▶ Brief
Line for line, the listing below is to be transcribed exactly.

─── Provided records ───

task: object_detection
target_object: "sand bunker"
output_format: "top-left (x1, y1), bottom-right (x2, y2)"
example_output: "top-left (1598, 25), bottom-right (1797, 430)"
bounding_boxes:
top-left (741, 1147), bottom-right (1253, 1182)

───

▶ Reply
task: object_detection
target_object: "sand bunker"
output_format: "top-left (x1, y1), bottom-right (x2, y2)"
example_output: "top-left (1598, 25), bottom-right (1797, 430)"
bounding_boxes:
top-left (741, 1147), bottom-right (1253, 1182)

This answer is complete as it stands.